■ **Instructions to follow**
Report each line below that carries the word "looks".

■ **Dataset records**
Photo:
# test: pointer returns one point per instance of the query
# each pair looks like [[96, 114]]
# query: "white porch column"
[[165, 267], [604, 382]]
...
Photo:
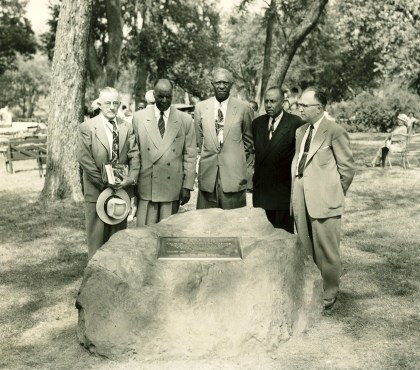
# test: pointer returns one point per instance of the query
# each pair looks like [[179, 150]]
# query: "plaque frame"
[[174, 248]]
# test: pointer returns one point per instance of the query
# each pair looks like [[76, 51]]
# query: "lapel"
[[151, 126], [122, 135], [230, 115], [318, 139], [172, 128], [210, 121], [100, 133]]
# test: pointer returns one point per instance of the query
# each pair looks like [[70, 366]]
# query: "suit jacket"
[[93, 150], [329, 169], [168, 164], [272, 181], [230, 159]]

■ **Answer to this exercise**
# each pair looks like [[96, 114]]
# each pair looks like [[179, 150]]
# each pair looks like [[76, 51]]
# each pair looks like [[70, 366]]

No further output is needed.